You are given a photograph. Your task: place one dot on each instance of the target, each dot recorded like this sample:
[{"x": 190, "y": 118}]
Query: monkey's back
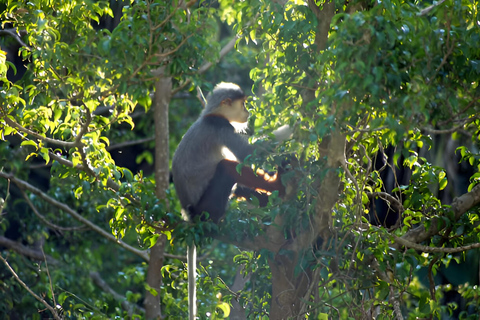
[{"x": 196, "y": 158}]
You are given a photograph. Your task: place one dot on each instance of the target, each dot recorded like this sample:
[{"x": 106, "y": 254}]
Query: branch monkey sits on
[{"x": 204, "y": 173}]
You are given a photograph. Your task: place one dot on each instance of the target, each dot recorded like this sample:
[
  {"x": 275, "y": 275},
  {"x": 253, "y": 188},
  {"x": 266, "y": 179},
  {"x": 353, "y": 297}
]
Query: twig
[
  {"x": 430, "y": 8},
  {"x": 44, "y": 220},
  {"x": 49, "y": 277},
  {"x": 49, "y": 307},
  {"x": 97, "y": 279},
  {"x": 16, "y": 36},
  {"x": 396, "y": 305}
]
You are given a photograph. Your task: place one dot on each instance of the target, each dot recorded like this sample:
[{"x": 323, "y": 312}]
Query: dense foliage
[{"x": 382, "y": 218}]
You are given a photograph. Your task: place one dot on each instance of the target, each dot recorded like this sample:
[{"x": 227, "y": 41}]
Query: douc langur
[{"x": 204, "y": 173}]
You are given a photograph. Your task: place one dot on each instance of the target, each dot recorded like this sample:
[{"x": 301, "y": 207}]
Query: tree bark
[{"x": 161, "y": 100}]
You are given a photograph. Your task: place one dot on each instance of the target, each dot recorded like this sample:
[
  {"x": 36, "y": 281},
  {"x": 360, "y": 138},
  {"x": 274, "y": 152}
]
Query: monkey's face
[{"x": 235, "y": 111}]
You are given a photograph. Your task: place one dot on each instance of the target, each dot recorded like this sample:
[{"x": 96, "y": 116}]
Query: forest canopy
[{"x": 381, "y": 220}]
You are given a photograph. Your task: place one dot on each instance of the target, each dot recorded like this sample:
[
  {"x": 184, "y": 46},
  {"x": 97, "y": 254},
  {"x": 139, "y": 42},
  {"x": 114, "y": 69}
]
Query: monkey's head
[{"x": 227, "y": 100}]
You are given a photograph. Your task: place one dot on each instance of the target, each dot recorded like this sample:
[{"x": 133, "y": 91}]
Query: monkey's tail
[{"x": 192, "y": 281}]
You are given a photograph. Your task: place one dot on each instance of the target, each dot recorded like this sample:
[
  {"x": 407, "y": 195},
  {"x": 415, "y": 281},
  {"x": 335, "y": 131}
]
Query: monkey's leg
[
  {"x": 247, "y": 193},
  {"x": 214, "y": 199},
  {"x": 252, "y": 180}
]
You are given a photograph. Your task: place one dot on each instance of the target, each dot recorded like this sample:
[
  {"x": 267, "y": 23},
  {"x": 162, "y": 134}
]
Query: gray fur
[
  {"x": 200, "y": 150},
  {"x": 222, "y": 91}
]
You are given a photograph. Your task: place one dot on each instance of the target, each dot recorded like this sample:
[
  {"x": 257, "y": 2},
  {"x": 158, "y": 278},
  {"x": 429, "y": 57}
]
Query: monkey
[
  {"x": 203, "y": 175},
  {"x": 204, "y": 172}
]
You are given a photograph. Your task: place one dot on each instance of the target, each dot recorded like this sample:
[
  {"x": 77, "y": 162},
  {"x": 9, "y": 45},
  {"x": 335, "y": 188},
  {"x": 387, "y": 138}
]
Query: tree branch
[
  {"x": 12, "y": 33},
  {"x": 26, "y": 251},
  {"x": 129, "y": 307},
  {"x": 26, "y": 186},
  {"x": 459, "y": 206},
  {"x": 49, "y": 307},
  {"x": 56, "y": 142}
]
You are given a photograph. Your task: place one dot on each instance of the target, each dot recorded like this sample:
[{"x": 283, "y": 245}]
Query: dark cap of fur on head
[{"x": 222, "y": 91}]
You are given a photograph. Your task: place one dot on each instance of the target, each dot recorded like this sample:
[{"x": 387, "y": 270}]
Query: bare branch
[
  {"x": 430, "y": 8},
  {"x": 44, "y": 220},
  {"x": 129, "y": 143},
  {"x": 97, "y": 279},
  {"x": 428, "y": 249},
  {"x": 49, "y": 307},
  {"x": 26, "y": 186},
  {"x": 13, "y": 33},
  {"x": 26, "y": 251},
  {"x": 20, "y": 128}
]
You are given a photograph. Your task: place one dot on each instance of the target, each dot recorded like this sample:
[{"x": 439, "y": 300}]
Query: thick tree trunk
[
  {"x": 163, "y": 89},
  {"x": 290, "y": 286}
]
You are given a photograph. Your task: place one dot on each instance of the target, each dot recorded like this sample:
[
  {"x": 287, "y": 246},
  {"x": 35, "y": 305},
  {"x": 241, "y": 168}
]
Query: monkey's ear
[{"x": 227, "y": 101}]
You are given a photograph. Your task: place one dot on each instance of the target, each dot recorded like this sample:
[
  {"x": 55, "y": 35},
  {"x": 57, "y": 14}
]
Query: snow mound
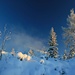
[
  {"x": 10, "y": 65},
  {"x": 22, "y": 56}
]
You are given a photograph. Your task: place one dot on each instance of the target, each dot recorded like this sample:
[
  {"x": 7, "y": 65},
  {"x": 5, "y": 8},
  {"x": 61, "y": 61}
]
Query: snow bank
[
  {"x": 10, "y": 65},
  {"x": 22, "y": 56}
]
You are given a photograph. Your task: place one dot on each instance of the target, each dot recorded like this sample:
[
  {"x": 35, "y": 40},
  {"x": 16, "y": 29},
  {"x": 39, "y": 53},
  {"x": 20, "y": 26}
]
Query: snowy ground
[{"x": 11, "y": 65}]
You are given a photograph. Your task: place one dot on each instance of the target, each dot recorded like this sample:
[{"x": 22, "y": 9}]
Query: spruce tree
[
  {"x": 69, "y": 34},
  {"x": 53, "y": 50}
]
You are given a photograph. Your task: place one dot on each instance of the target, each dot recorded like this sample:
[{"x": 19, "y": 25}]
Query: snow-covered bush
[
  {"x": 22, "y": 56},
  {"x": 42, "y": 61}
]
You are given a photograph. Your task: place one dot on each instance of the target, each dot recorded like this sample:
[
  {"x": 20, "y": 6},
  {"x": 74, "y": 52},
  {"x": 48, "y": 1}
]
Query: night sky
[{"x": 36, "y": 17}]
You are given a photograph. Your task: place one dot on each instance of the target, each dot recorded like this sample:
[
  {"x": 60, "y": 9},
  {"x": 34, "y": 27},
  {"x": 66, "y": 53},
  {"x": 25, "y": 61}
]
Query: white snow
[{"x": 11, "y": 65}]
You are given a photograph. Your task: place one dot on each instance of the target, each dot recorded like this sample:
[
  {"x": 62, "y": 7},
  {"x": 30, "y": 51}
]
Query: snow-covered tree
[
  {"x": 69, "y": 33},
  {"x": 65, "y": 56},
  {"x": 53, "y": 50},
  {"x": 4, "y": 37}
]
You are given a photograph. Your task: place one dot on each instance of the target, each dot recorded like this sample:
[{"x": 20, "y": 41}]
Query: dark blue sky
[{"x": 36, "y": 17}]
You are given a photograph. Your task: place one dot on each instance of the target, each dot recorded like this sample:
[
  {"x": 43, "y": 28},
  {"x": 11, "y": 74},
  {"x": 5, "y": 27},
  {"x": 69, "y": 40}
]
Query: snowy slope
[{"x": 11, "y": 65}]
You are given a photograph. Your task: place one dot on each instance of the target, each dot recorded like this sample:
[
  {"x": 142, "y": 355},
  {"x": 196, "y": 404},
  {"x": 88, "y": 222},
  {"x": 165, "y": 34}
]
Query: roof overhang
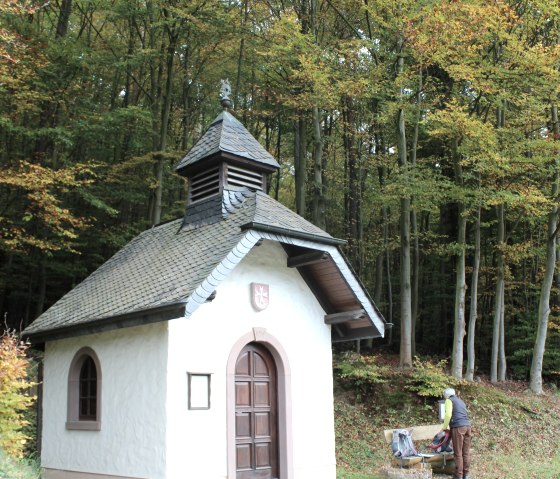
[
  {"x": 155, "y": 314},
  {"x": 349, "y": 309}
]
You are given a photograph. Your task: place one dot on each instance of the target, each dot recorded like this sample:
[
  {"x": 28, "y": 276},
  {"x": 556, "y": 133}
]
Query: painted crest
[{"x": 259, "y": 296}]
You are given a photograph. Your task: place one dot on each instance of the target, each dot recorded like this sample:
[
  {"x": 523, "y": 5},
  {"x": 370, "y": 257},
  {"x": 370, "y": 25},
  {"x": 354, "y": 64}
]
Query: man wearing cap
[{"x": 456, "y": 419}]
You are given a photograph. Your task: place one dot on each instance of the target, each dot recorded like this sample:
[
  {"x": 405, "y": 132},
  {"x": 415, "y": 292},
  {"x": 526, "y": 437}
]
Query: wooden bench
[{"x": 441, "y": 462}]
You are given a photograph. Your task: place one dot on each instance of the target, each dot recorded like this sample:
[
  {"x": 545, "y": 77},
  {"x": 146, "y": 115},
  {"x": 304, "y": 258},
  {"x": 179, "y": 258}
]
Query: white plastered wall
[
  {"x": 197, "y": 439},
  {"x": 132, "y": 439}
]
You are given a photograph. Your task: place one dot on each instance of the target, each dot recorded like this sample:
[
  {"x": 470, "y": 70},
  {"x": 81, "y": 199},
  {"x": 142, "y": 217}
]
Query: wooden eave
[
  {"x": 225, "y": 157},
  {"x": 344, "y": 311}
]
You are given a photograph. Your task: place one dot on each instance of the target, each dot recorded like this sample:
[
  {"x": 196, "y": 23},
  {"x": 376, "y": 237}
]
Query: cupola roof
[{"x": 227, "y": 138}]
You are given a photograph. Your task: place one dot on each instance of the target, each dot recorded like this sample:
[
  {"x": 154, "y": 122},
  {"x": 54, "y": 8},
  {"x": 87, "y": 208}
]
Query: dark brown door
[{"x": 255, "y": 414}]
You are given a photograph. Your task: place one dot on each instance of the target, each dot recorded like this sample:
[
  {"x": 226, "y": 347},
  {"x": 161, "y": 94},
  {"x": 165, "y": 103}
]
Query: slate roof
[
  {"x": 227, "y": 135},
  {"x": 166, "y": 264}
]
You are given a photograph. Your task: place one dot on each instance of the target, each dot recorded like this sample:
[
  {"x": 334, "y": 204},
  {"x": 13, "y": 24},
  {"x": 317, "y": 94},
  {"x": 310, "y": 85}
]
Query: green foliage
[
  {"x": 11, "y": 468},
  {"x": 359, "y": 372},
  {"x": 515, "y": 433},
  {"x": 429, "y": 379},
  {"x": 15, "y": 397}
]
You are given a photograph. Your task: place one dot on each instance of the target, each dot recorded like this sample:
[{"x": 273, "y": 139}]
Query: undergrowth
[
  {"x": 12, "y": 468},
  {"x": 514, "y": 432}
]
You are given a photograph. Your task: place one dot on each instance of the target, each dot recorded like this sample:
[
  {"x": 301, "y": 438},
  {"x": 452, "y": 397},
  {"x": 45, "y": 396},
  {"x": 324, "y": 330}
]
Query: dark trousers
[{"x": 461, "y": 437}]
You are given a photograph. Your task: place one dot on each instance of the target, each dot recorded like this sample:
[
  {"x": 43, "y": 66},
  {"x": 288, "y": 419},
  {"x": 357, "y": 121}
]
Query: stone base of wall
[{"x": 59, "y": 474}]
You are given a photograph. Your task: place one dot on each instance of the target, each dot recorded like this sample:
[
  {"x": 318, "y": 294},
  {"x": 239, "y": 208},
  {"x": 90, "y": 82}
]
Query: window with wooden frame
[{"x": 84, "y": 392}]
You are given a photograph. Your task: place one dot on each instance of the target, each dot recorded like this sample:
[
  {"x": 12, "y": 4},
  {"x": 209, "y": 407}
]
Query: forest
[{"x": 425, "y": 133}]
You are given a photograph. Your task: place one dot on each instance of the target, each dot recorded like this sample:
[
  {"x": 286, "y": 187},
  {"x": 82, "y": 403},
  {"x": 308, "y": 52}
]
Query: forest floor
[{"x": 516, "y": 434}]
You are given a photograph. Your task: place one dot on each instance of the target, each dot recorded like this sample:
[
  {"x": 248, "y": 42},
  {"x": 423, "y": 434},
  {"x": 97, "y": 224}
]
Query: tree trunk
[
  {"x": 63, "y": 18},
  {"x": 502, "y": 365},
  {"x": 414, "y": 223},
  {"x": 460, "y": 281},
  {"x": 166, "y": 107},
  {"x": 406, "y": 292},
  {"x": 300, "y": 160},
  {"x": 546, "y": 287},
  {"x": 498, "y": 300},
  {"x": 474, "y": 302},
  {"x": 318, "y": 192}
]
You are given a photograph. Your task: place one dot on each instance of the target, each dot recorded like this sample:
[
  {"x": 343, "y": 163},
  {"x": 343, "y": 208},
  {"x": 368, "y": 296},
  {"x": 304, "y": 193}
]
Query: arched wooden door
[{"x": 256, "y": 436}]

* **Task description**: Extract each line of the rows above that contains the word "tree", matching case exactly.

* **Task solution**:
Query: tree bark
Query: tree branch
Query: thick tree trunk
Query: spruce tree
Query: snow-covered tree
Query: tree trunk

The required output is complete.